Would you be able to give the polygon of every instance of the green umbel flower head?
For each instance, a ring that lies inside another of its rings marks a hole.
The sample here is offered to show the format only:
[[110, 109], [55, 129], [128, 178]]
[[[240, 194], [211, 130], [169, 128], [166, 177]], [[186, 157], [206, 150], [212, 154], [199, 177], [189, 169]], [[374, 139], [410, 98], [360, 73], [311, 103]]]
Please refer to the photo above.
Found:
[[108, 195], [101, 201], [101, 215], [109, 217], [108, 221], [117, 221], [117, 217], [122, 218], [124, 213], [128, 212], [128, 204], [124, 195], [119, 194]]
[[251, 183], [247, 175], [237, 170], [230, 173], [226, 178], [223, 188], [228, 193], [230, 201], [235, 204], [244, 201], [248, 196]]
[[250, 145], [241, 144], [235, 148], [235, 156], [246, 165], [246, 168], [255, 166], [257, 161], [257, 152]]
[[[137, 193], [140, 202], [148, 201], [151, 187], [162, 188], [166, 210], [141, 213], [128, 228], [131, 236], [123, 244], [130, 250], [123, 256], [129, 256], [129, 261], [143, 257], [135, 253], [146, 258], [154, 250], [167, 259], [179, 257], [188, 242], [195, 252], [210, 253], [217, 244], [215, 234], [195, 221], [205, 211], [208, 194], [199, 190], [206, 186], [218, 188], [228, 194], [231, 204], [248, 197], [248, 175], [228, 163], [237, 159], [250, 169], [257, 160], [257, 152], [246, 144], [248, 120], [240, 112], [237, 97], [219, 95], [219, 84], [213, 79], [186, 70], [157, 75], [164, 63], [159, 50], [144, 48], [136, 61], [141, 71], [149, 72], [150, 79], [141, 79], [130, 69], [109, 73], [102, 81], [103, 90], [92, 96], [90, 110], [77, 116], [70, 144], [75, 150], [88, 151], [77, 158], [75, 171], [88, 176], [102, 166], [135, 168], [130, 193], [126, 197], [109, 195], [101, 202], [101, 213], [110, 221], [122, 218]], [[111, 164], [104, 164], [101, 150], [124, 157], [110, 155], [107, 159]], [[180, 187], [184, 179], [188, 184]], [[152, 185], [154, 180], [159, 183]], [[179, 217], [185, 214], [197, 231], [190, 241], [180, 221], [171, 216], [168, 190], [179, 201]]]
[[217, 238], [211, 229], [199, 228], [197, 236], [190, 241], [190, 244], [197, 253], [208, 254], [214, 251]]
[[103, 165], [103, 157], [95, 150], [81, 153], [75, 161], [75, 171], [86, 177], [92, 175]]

* * *

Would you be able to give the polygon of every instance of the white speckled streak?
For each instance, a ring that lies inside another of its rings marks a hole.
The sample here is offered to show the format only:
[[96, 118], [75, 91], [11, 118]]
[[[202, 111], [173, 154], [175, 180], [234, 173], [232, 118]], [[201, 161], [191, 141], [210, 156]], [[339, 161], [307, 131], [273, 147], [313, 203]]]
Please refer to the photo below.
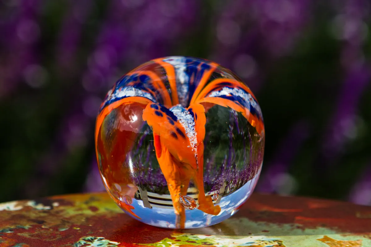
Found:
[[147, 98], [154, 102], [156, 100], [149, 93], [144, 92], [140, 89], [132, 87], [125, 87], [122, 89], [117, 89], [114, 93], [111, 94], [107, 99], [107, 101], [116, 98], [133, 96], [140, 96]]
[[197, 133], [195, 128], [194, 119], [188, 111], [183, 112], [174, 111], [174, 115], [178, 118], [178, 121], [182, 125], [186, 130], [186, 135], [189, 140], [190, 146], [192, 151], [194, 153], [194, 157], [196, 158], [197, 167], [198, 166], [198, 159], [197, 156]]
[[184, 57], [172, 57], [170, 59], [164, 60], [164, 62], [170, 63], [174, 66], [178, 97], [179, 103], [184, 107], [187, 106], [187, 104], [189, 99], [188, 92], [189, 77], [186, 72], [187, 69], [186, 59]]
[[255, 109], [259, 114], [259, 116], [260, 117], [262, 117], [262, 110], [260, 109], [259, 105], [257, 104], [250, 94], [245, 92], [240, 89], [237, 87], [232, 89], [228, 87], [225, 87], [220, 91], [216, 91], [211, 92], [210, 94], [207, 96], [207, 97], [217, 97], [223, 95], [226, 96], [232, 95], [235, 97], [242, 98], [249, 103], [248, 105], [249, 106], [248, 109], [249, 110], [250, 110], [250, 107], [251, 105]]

* * *

- _Instructions to follow_: Turn the lines of the records starting at the one containing "white speckled streak?" and ending at the one containing "69], [186, 59]]" into a numbered list. Skip blank lines and leave out the pictures.

- _Solution for this task_:
1. Would you be able to give the polygon of every instance of the white speckled streak?
2. For each instance, a ring that lies inside another of its rings marks a hole.
3. The sample here is offered to show the format only:
4. [[96, 118], [75, 91], [11, 118]]
5. [[[202, 111], [173, 154], [175, 180], [234, 173], [232, 118]], [[201, 161], [191, 141], [210, 156]], [[339, 161], [307, 131], [273, 147], [313, 203]]]
6. Please refer to the photo below.
7. Found:
8. [[147, 98], [154, 102], [156, 100], [149, 93], [144, 92], [140, 89], [132, 87], [125, 87], [122, 89], [117, 89], [114, 93], [111, 94], [107, 99], [107, 101], [116, 98], [133, 96], [140, 96]]
9. [[197, 133], [195, 128], [194, 119], [188, 111], [183, 112], [174, 111], [174, 115], [178, 118], [178, 121], [182, 125], [186, 130], [186, 135], [189, 140], [190, 146], [192, 151], [194, 153], [194, 157], [196, 158], [197, 167], [198, 166], [198, 159], [197, 156]]
10. [[184, 57], [172, 57], [170, 59], [164, 60], [164, 62], [170, 63], [174, 66], [178, 97], [179, 103], [184, 107], [187, 106], [187, 104], [189, 99], [188, 92], [189, 77], [186, 72], [187, 69], [186, 59]]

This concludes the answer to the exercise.